Given problem a:
Rewrite the rows starting at the line that contains "Practice step: point at the tower base" and ending at the last row, with "coordinates" replaced by "positions" and nothing else changed.

Source text:
▼

Iranian refugee wins lawsuit against Hungary – six years after he tried to seek asylum at the border
September 23. 2022. – 03:20 PM
An Iranian refugee has won a case against the Hungarian state at the European Court of Human Rights in Strasbourg. The man tried in vain to enter the country and seek asylum, as he was forced back to Serbia by Hungarian police. The European Court of Human Rights ruled that the Hungarian state had violated the ban on collective expulsion – the Hungarian Helsinki Committee said in a statement.
The NGO writes that the Iranian man had waited in vain in Serbia to be allowed to apply for asylum in the Hungarian transit zone. Therefore, on 2 September 2016, he crossed the border illegally with a fellow Iranian citizen. He had converted to Christianity in his home country which put his life in danger, and this is why he needed protection.

▲

Given problem b:
According to the article about the Iranian refugee's lawsuit, on what date did he cross the border illegally?

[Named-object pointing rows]

▼

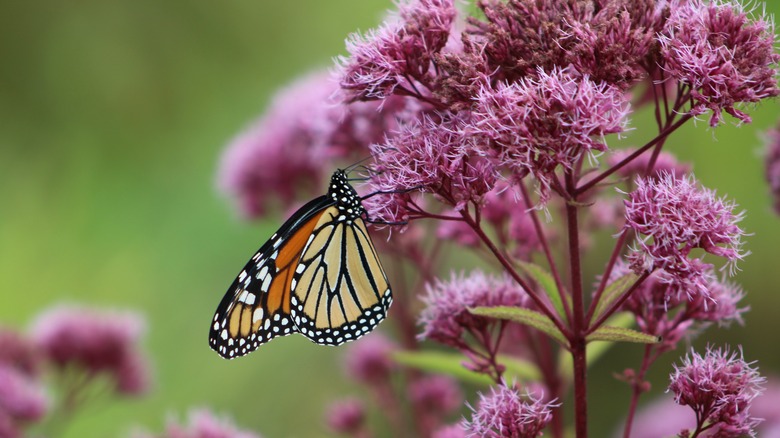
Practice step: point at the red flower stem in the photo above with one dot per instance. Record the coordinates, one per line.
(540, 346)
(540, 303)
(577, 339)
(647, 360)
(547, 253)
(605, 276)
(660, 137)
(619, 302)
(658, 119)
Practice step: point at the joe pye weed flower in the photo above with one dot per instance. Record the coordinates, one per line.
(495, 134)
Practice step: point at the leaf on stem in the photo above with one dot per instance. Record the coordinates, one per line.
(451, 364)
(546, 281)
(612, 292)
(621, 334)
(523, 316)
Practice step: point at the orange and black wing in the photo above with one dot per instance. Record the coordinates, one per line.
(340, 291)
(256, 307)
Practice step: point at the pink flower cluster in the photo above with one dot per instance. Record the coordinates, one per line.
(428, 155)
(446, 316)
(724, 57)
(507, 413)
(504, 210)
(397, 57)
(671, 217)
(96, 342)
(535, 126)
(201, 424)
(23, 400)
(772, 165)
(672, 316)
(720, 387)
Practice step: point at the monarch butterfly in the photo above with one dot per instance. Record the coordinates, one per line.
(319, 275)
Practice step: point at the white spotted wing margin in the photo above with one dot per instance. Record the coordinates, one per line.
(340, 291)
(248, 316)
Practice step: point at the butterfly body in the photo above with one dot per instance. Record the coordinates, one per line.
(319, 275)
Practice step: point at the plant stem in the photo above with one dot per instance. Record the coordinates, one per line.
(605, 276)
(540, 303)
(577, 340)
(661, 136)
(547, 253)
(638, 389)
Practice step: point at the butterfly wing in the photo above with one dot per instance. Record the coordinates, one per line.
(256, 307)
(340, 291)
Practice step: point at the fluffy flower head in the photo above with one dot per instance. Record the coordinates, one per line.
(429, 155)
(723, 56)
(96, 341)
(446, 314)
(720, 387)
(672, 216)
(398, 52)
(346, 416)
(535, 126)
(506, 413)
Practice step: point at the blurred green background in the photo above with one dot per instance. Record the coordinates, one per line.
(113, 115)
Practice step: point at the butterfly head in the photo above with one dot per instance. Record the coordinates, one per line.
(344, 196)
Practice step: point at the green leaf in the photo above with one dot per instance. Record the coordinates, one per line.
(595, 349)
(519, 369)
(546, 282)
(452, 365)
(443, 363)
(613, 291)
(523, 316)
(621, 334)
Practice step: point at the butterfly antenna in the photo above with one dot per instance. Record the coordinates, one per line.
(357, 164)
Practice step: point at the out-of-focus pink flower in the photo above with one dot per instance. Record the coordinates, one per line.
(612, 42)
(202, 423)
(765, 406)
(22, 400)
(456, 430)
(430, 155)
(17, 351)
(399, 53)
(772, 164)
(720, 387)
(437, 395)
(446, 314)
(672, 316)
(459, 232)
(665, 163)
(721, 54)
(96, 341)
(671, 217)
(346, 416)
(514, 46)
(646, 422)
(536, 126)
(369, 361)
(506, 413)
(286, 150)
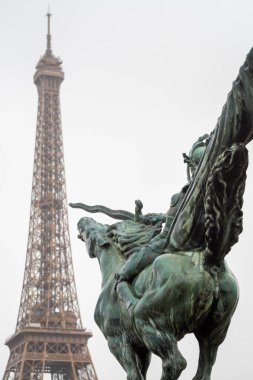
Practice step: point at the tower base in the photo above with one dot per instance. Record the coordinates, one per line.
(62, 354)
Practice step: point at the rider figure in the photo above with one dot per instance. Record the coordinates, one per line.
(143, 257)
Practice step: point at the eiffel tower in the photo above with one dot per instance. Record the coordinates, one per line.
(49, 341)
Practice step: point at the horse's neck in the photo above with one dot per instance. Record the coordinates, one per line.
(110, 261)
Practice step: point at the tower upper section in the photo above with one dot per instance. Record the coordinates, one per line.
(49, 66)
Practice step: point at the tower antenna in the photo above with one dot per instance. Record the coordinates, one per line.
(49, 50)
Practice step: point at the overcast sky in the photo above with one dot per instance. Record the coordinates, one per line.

▲

Written reply a:
Practice step: point at the tower base in the photo above with one dot per instance. Record the positions, one per line.
(62, 354)
Practice step: point at the rider figure in the photo above with one dot per instance. Record the positions, one per line.
(143, 257)
Practice step: point at the eiffel tower in the photo above with one dot per instance. Record the positions, one per line.
(49, 341)
Practice step: point at the horse's neck in the photo above with one dot per instance. Record the positions, one per line.
(110, 261)
Practice step: point at the tower upper section in the photo above with one dot per instance. Record the positions, one per line.
(49, 66)
Practice step: point at the tower antenna in the photo above with one dot per instance. Record the positions, one per line.
(49, 50)
Practice step: point at the overcast sky in the photo above with one dot per instance. Record the positions, one per line.

Written reply b:
2 September 2016